__THE EXERCISE__
Render as a numbered list only the part of the listing below that opens with the line containing "point: bird -- drop" and closes with the line containing "column 328, row 150", both ends included. Leave out any blank lines.

__DATA EXTRACT__
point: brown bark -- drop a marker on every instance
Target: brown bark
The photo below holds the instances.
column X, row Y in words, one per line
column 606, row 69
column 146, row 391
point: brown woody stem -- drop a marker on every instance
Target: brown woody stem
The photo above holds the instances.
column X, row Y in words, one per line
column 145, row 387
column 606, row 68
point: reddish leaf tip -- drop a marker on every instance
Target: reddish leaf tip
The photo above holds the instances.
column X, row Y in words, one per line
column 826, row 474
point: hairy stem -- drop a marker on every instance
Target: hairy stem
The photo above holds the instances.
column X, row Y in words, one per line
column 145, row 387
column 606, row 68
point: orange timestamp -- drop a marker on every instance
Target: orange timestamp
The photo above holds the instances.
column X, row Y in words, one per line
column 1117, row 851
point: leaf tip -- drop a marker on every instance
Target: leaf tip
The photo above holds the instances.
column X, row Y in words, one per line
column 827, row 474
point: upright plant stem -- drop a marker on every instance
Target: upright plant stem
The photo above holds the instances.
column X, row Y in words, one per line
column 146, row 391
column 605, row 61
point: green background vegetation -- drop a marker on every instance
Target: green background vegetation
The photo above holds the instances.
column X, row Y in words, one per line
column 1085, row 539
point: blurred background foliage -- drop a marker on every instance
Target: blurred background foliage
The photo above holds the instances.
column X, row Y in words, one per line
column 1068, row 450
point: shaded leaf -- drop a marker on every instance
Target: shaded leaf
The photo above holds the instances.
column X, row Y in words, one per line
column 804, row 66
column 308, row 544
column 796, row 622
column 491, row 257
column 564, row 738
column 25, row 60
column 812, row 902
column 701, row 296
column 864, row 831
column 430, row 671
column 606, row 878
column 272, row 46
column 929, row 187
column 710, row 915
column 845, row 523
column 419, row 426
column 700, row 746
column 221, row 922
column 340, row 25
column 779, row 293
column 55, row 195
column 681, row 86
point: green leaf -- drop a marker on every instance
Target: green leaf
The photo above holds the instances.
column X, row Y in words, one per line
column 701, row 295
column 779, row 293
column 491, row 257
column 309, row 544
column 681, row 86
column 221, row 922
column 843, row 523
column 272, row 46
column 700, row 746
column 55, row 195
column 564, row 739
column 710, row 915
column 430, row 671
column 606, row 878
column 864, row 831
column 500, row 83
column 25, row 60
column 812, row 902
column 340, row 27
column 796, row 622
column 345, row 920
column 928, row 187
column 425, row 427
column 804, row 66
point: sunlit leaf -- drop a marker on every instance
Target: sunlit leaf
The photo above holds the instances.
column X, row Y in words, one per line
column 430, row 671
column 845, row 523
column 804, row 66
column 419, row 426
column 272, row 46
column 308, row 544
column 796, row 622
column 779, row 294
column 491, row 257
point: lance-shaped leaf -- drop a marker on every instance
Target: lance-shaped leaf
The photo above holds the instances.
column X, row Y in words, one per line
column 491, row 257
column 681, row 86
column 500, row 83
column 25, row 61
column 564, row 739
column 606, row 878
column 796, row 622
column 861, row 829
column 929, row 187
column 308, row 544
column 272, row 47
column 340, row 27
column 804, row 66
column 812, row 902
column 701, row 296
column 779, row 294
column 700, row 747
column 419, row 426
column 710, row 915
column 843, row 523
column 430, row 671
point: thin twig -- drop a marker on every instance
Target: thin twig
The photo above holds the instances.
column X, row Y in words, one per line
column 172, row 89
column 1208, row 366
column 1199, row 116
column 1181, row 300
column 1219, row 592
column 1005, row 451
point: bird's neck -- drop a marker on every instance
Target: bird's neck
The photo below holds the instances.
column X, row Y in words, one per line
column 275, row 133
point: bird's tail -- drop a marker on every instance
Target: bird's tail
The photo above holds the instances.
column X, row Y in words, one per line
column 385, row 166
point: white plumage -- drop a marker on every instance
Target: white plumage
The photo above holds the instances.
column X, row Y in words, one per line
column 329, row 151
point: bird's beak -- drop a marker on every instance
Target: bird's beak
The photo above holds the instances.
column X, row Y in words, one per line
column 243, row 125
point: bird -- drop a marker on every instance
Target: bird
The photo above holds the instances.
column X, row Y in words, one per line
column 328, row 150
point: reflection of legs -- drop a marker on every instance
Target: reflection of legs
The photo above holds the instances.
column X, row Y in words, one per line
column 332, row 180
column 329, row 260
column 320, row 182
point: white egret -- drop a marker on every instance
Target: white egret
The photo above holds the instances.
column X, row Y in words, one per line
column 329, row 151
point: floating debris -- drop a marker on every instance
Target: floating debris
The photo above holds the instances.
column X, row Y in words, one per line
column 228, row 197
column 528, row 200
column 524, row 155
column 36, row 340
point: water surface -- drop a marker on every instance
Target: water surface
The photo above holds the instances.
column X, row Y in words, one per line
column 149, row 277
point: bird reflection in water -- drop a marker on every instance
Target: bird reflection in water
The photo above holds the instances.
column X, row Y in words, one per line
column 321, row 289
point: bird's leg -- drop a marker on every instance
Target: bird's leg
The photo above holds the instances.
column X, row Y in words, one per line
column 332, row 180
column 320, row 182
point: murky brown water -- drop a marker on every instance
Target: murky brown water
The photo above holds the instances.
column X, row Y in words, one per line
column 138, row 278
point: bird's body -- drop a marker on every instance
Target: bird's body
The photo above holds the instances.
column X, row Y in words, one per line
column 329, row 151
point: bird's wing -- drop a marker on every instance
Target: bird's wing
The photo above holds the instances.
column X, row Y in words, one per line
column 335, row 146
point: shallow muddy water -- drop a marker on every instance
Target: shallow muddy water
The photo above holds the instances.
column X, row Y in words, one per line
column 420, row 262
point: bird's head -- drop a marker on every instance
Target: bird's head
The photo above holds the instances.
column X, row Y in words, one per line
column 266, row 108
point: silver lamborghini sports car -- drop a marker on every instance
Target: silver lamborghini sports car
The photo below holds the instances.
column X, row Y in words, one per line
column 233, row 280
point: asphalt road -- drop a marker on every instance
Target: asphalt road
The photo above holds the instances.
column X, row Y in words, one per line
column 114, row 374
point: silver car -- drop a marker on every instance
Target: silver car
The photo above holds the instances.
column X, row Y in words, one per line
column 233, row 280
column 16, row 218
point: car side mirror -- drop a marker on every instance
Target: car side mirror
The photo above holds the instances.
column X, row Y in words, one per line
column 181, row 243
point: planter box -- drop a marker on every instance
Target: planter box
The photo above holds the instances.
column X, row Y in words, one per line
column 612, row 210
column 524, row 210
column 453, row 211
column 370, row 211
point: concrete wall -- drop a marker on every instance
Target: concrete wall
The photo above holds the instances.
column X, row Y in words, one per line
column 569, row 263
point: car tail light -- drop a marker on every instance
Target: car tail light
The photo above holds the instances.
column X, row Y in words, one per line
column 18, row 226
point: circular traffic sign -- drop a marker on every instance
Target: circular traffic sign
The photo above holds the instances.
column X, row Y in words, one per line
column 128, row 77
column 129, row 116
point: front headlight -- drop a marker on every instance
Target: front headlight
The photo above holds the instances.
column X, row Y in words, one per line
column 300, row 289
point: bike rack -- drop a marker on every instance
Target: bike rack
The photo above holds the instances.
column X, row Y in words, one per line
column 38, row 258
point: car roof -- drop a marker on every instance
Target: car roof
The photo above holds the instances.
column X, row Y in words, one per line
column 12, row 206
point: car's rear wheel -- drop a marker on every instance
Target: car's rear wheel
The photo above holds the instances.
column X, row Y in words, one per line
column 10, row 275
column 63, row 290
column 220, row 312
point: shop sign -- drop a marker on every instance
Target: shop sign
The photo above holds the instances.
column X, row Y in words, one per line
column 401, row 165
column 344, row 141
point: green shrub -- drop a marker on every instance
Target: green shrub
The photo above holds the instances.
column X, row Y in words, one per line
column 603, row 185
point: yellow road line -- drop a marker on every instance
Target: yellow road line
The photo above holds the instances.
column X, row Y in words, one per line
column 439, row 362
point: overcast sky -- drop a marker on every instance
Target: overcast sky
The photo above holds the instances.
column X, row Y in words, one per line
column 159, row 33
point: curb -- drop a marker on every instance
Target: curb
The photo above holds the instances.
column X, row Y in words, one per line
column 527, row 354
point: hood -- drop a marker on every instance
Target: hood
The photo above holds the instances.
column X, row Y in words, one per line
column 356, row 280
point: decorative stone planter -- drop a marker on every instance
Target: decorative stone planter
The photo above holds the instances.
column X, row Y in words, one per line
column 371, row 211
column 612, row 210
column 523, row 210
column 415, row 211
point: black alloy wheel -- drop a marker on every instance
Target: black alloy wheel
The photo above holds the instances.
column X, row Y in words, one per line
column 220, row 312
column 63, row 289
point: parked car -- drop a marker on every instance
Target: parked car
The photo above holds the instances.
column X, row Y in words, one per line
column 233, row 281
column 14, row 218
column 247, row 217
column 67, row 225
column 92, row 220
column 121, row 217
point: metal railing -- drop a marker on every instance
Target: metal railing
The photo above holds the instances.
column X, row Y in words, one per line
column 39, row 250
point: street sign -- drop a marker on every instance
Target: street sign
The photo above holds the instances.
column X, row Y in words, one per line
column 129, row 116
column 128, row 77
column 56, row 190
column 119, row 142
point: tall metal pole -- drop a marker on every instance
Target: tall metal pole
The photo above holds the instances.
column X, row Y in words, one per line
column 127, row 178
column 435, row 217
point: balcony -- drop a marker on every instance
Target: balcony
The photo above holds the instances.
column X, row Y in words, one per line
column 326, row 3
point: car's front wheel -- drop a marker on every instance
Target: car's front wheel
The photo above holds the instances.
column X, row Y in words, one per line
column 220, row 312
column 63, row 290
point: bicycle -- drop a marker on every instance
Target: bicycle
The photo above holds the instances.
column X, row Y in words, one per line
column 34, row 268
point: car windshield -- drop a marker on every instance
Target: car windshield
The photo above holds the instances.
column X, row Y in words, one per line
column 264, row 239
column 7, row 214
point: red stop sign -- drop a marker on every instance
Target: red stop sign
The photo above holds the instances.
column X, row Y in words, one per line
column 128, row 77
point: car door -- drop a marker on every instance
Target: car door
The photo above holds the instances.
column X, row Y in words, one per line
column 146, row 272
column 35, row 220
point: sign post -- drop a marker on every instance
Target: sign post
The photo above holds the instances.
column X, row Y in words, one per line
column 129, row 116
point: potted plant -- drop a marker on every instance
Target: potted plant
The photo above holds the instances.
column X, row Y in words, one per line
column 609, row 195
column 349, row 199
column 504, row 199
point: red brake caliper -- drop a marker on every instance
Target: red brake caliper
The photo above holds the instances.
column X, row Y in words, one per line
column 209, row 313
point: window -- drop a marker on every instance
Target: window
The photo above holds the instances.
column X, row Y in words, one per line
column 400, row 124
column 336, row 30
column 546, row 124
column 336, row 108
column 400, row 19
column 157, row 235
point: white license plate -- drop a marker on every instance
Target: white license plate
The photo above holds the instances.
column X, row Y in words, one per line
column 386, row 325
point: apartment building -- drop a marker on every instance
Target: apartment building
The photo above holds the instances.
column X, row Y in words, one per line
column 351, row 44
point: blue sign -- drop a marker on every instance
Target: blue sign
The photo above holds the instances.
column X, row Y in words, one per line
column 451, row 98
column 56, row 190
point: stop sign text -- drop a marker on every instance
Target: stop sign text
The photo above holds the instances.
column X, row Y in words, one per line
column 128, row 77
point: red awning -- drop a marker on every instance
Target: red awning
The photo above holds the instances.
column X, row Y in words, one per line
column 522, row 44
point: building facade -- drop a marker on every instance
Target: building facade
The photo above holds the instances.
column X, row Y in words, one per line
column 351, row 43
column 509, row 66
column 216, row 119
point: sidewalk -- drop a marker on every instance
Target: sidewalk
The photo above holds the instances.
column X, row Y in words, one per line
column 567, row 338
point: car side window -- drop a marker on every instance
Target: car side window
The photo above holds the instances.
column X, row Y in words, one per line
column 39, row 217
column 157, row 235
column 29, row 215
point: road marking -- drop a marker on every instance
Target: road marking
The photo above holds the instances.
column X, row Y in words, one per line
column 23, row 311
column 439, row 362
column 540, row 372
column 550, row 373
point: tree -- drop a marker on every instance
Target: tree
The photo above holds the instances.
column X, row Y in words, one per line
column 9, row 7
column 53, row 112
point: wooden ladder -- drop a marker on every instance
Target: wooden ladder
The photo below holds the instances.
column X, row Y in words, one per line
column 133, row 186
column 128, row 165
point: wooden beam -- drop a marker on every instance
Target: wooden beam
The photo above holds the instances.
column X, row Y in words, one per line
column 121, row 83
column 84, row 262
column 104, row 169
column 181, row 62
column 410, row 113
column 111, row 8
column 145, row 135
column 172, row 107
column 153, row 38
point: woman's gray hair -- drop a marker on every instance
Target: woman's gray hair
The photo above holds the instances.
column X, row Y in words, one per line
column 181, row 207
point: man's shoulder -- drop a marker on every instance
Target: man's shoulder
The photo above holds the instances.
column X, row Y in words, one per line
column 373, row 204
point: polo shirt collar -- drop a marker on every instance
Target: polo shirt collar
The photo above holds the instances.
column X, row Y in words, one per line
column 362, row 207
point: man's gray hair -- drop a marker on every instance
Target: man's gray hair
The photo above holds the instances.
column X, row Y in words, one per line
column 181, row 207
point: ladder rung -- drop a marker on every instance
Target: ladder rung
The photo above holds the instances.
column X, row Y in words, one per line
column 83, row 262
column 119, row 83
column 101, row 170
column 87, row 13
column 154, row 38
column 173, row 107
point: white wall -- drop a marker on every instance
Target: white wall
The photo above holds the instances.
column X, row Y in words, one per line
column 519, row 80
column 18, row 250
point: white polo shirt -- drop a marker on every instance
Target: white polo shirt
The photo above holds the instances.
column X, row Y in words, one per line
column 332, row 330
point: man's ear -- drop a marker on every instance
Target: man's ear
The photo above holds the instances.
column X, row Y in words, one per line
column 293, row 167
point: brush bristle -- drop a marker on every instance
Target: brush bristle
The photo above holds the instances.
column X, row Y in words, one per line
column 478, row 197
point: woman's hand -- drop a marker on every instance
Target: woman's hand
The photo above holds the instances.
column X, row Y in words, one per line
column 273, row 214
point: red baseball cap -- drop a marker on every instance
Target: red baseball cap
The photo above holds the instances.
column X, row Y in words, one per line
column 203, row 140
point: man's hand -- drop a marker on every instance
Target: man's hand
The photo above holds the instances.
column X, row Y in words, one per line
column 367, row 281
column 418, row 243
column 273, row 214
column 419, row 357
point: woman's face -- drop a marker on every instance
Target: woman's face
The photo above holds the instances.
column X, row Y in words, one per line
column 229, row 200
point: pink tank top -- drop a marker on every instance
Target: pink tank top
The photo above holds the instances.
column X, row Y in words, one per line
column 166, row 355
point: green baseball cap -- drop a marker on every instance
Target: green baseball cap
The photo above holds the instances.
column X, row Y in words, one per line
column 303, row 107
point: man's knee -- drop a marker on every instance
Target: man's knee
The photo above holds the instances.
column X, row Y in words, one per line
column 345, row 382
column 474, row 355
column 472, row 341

__FINAL ANSWER__
1. point: bird -- drop a marker on every instance
2. Target: bird
3. The photo above holds the instances.
4. column X, row Y in words, one per line
5. column 328, row 150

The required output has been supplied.